● **Box annotations for photos**:
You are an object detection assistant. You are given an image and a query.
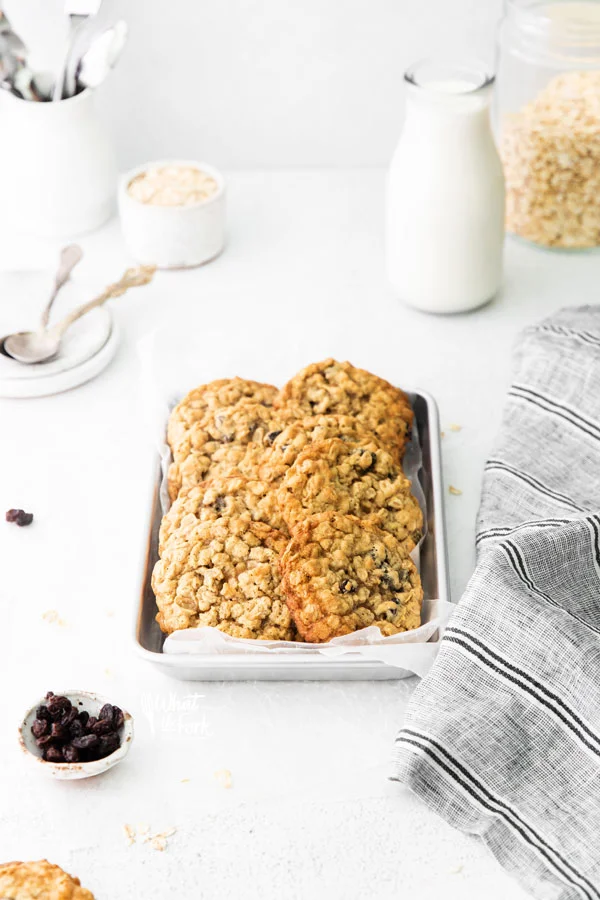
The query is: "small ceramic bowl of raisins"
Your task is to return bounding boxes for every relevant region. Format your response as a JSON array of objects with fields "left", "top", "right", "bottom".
[{"left": 19, "top": 691, "right": 133, "bottom": 779}]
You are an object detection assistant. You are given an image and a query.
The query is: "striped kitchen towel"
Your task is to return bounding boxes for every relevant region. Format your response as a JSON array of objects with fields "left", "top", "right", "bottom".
[{"left": 393, "top": 307, "right": 600, "bottom": 900}]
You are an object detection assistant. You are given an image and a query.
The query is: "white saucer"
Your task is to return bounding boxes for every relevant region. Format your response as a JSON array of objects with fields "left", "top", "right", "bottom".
[
  {"left": 0, "top": 306, "right": 112, "bottom": 382},
  {"left": 0, "top": 318, "right": 119, "bottom": 398}
]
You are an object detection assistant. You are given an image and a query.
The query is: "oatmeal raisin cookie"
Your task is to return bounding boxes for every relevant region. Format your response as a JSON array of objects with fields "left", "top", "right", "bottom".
[
  {"left": 167, "top": 378, "right": 277, "bottom": 452},
  {"left": 232, "top": 416, "right": 378, "bottom": 484},
  {"left": 152, "top": 513, "right": 295, "bottom": 640},
  {"left": 0, "top": 859, "right": 94, "bottom": 900},
  {"left": 277, "top": 438, "right": 423, "bottom": 553},
  {"left": 159, "top": 470, "right": 288, "bottom": 549},
  {"left": 275, "top": 359, "right": 413, "bottom": 458},
  {"left": 168, "top": 401, "right": 287, "bottom": 500},
  {"left": 281, "top": 512, "right": 423, "bottom": 643}
]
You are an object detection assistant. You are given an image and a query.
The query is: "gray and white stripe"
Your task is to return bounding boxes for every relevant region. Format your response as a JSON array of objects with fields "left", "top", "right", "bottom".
[{"left": 393, "top": 307, "right": 600, "bottom": 900}]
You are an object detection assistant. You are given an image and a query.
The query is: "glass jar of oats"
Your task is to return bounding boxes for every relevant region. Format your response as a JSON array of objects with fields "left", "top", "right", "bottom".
[{"left": 495, "top": 0, "right": 600, "bottom": 250}]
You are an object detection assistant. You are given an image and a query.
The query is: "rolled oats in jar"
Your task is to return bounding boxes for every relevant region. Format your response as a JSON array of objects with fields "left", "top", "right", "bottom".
[{"left": 496, "top": 0, "right": 600, "bottom": 250}]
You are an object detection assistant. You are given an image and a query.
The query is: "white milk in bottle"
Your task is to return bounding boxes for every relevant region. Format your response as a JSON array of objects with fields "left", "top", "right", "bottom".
[{"left": 386, "top": 62, "right": 504, "bottom": 313}]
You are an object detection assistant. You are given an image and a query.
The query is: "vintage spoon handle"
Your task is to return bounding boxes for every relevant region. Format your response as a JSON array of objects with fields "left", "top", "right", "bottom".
[
  {"left": 48, "top": 266, "right": 156, "bottom": 341},
  {"left": 39, "top": 244, "right": 83, "bottom": 331}
]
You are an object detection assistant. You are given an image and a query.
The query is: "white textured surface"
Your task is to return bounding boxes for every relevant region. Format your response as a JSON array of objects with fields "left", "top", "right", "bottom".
[
  {"left": 0, "top": 172, "right": 598, "bottom": 900},
  {"left": 4, "top": 0, "right": 502, "bottom": 169}
]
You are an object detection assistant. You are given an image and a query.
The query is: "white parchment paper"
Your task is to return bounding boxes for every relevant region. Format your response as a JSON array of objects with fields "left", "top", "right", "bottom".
[{"left": 138, "top": 332, "right": 454, "bottom": 676}]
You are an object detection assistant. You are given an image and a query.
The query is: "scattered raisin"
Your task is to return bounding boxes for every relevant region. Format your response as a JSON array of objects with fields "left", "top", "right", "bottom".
[
  {"left": 48, "top": 695, "right": 71, "bottom": 719},
  {"left": 71, "top": 734, "right": 100, "bottom": 750},
  {"left": 50, "top": 722, "right": 71, "bottom": 742},
  {"left": 6, "top": 509, "right": 33, "bottom": 528},
  {"left": 44, "top": 745, "right": 64, "bottom": 762},
  {"left": 31, "top": 719, "right": 50, "bottom": 738},
  {"left": 98, "top": 703, "right": 114, "bottom": 722},
  {"left": 31, "top": 691, "right": 125, "bottom": 763},
  {"left": 98, "top": 731, "right": 121, "bottom": 759},
  {"left": 90, "top": 719, "right": 113, "bottom": 734},
  {"left": 63, "top": 744, "right": 79, "bottom": 762}
]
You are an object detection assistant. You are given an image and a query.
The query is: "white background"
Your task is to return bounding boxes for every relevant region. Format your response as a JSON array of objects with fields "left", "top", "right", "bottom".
[
  {"left": 5, "top": 0, "right": 501, "bottom": 169},
  {"left": 0, "top": 171, "right": 598, "bottom": 900},
  {"left": 0, "top": 0, "right": 572, "bottom": 900}
]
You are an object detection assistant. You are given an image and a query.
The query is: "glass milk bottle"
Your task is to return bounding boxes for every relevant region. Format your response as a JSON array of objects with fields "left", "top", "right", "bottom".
[{"left": 386, "top": 62, "right": 504, "bottom": 313}]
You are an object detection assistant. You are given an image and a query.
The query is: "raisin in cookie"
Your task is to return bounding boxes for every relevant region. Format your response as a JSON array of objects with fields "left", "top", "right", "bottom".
[
  {"left": 277, "top": 438, "right": 423, "bottom": 553},
  {"left": 0, "top": 859, "right": 94, "bottom": 900},
  {"left": 275, "top": 359, "right": 413, "bottom": 458},
  {"left": 159, "top": 471, "right": 288, "bottom": 550},
  {"left": 167, "top": 378, "right": 277, "bottom": 452},
  {"left": 152, "top": 513, "right": 295, "bottom": 640},
  {"left": 167, "top": 401, "right": 288, "bottom": 500},
  {"left": 281, "top": 512, "right": 423, "bottom": 643},
  {"left": 232, "top": 416, "right": 378, "bottom": 484}
]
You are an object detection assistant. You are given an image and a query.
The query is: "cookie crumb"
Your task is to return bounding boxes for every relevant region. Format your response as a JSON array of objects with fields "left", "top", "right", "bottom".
[
  {"left": 215, "top": 769, "right": 233, "bottom": 788},
  {"left": 42, "top": 609, "right": 67, "bottom": 628},
  {"left": 151, "top": 826, "right": 177, "bottom": 853}
]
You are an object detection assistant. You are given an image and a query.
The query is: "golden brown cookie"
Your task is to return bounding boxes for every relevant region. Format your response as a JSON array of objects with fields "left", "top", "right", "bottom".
[
  {"left": 0, "top": 859, "right": 94, "bottom": 900},
  {"left": 152, "top": 513, "right": 295, "bottom": 640},
  {"left": 167, "top": 378, "right": 277, "bottom": 452},
  {"left": 277, "top": 438, "right": 423, "bottom": 553},
  {"left": 281, "top": 512, "right": 423, "bottom": 643},
  {"left": 232, "top": 416, "right": 378, "bottom": 484},
  {"left": 159, "top": 470, "right": 288, "bottom": 549},
  {"left": 167, "top": 401, "right": 288, "bottom": 500},
  {"left": 275, "top": 359, "right": 413, "bottom": 458}
]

● **SHORT PROBLEM**: Leave out the pictures and copy the rest of the material above exactly.

● **WRITTEN RESPONSE**:
You are an object detection assistant. You are given an image and a query.
The query is: "small ceramic bowl of raisins"
Your task is to return bounding boxes for every relevant region. Format your response as a JSON array of objects with fields "left", "top", "right", "bottom".
[{"left": 19, "top": 691, "right": 133, "bottom": 779}]
You are an object detection assistant. You are given an image and a query.
The query is: "striped kitchen towel"
Your task is to return bounding boxes for every relevant region. Format your response as a JSON array of objects with fields "left", "top", "right", "bottom".
[{"left": 393, "top": 307, "right": 600, "bottom": 900}]
You are an object detection assistant. You are given an image and a query.
The query is: "white saucer"
Your task is to return bounding boxes for every relevant region. Format your response as a JSON array of objects with fields "left", "top", "right", "bottom".
[
  {"left": 0, "top": 306, "right": 112, "bottom": 382},
  {"left": 0, "top": 318, "right": 119, "bottom": 398}
]
You are an object detection assistant. You are given an image and a query.
The query is: "oatmeal raisin cookie"
Your task is to return bounding boxes for every relevant region. Format your response as a JSON array of objects with fields "left", "top", "right", "bottom".
[
  {"left": 167, "top": 378, "right": 277, "bottom": 452},
  {"left": 232, "top": 416, "right": 378, "bottom": 484},
  {"left": 152, "top": 513, "right": 295, "bottom": 640},
  {"left": 0, "top": 859, "right": 94, "bottom": 900},
  {"left": 277, "top": 438, "right": 423, "bottom": 553},
  {"left": 159, "top": 470, "right": 288, "bottom": 549},
  {"left": 275, "top": 359, "right": 413, "bottom": 458},
  {"left": 168, "top": 401, "right": 287, "bottom": 500},
  {"left": 281, "top": 512, "right": 423, "bottom": 643}
]
You are an object detection assistant. You are given an image and a query.
The query is: "gray and white stripe"
Your task is to return bounding boxes for every relevant region. Format your response as a JSON array of objects with fields "left", "top", "right", "bottom".
[{"left": 393, "top": 307, "right": 600, "bottom": 900}]
You are an object detection assistant. You are given an image and a query.
The query is: "glass jar of oats"
Your task is to return bounding boxes for every relevant region. Format your response as a JSON array of objects with fields "left", "top", "right", "bottom".
[{"left": 495, "top": 0, "right": 600, "bottom": 250}]
You are an object detection assistant. You are given an image and a query.
The query is: "rolled oats in jar"
Your task is to return bounding boxes for every relevant region. Format your response as a JSON array of objects with fields "left", "top", "right", "bottom".
[{"left": 496, "top": 0, "right": 600, "bottom": 250}]
You are an object detection assistant. You are given an image and a query.
The query is: "white milk in bottle"
Your task is to return bounding boxes for every relevant region. Format your response as a JSON array of objects with fields "left", "top", "right", "bottom".
[{"left": 386, "top": 62, "right": 504, "bottom": 313}]
You are an object detection assistant. You are given an image and a query.
The query is: "vintage spoon handle"
Your task is to return bounding boxes for every relevant region. Format your response as a JSON array of objects with fields "left", "top", "right", "bottom".
[
  {"left": 48, "top": 266, "right": 156, "bottom": 341},
  {"left": 39, "top": 244, "right": 83, "bottom": 331}
]
You are an object detection assistant. You are given an image and a query.
The query is: "white textured surface"
Your task is to return bounding boxes for every relevant region. Format your response as a JSON array of objects with fields "left", "top", "right", "bottom".
[
  {"left": 0, "top": 172, "right": 598, "bottom": 900},
  {"left": 4, "top": 0, "right": 502, "bottom": 169}
]
You are an object detection assistant. You are given an image and a query.
The query is: "white parchment paper"
Your task is to return bounding boxes for every relevant region. Format your response as a JSON array of objects with fields "left", "top", "right", "bottom".
[{"left": 138, "top": 332, "right": 454, "bottom": 676}]
You are an object detection assistant. You are given an image and a query.
The query is: "scattered raisin"
Your task is to return bounding boxes for every relevant region. Format your response as a JSON array of objects with fields "left", "top", "right", "bottom".
[
  {"left": 48, "top": 695, "right": 71, "bottom": 719},
  {"left": 71, "top": 734, "right": 100, "bottom": 750},
  {"left": 50, "top": 722, "right": 71, "bottom": 742},
  {"left": 6, "top": 509, "right": 33, "bottom": 528},
  {"left": 44, "top": 745, "right": 64, "bottom": 762},
  {"left": 31, "top": 719, "right": 50, "bottom": 738},
  {"left": 98, "top": 703, "right": 114, "bottom": 722},
  {"left": 31, "top": 691, "right": 125, "bottom": 763},
  {"left": 98, "top": 731, "right": 121, "bottom": 759},
  {"left": 90, "top": 719, "right": 113, "bottom": 734},
  {"left": 63, "top": 744, "right": 79, "bottom": 762}
]
You are an object detection assistant. You are given an image and a query.
The query is: "white background"
Your task is to return bounding boxes for every relevant region. Format your response as a JSON array of objects with fields "left", "top", "right", "bottom".
[
  {"left": 5, "top": 0, "right": 501, "bottom": 169},
  {"left": 0, "top": 171, "right": 598, "bottom": 900},
  {"left": 0, "top": 0, "right": 572, "bottom": 900}
]
You are an object detection assistant. You are given an image and a query.
The query is: "glass milk bottle"
Your task is to return bounding boxes for every relevant region. Format your response as a JSON array of objects with fields "left", "top", "right", "bottom".
[{"left": 386, "top": 62, "right": 504, "bottom": 313}]
You are an object detection assistant. You are given an image and a query.
The query is: "raisin in cookie"
Your task is to return bounding boxes for every relevant region. Format your response as a JSON array of objects with fields "left", "top", "right", "bottom".
[
  {"left": 277, "top": 438, "right": 423, "bottom": 553},
  {"left": 0, "top": 859, "right": 94, "bottom": 900},
  {"left": 275, "top": 359, "right": 413, "bottom": 458},
  {"left": 159, "top": 471, "right": 288, "bottom": 550},
  {"left": 167, "top": 378, "right": 277, "bottom": 452},
  {"left": 152, "top": 513, "right": 295, "bottom": 640},
  {"left": 167, "top": 401, "right": 288, "bottom": 500},
  {"left": 281, "top": 512, "right": 423, "bottom": 643},
  {"left": 232, "top": 416, "right": 378, "bottom": 484}
]
You are an object detection assistant. You are given an image and a query.
The query is: "cookie crumb"
Your task is to return bounding boxes for every relevant region. Format your response as a JSON array of objects with fields "left", "top", "right", "bottom".
[
  {"left": 215, "top": 769, "right": 233, "bottom": 788},
  {"left": 42, "top": 609, "right": 67, "bottom": 628},
  {"left": 151, "top": 826, "right": 177, "bottom": 853}
]
You are an object detection assistant. You are given an image and a query.
The query is: "golden brown cookie"
Your task is to return bounding boxes for every relevant region. Format your response as a JSON array of objects with fields "left", "top", "right", "bottom".
[
  {"left": 0, "top": 859, "right": 94, "bottom": 900},
  {"left": 152, "top": 513, "right": 295, "bottom": 640},
  {"left": 167, "top": 378, "right": 277, "bottom": 452},
  {"left": 277, "top": 438, "right": 423, "bottom": 553},
  {"left": 281, "top": 512, "right": 423, "bottom": 643},
  {"left": 232, "top": 416, "right": 378, "bottom": 484},
  {"left": 159, "top": 470, "right": 288, "bottom": 549},
  {"left": 167, "top": 401, "right": 288, "bottom": 500},
  {"left": 275, "top": 359, "right": 413, "bottom": 458}
]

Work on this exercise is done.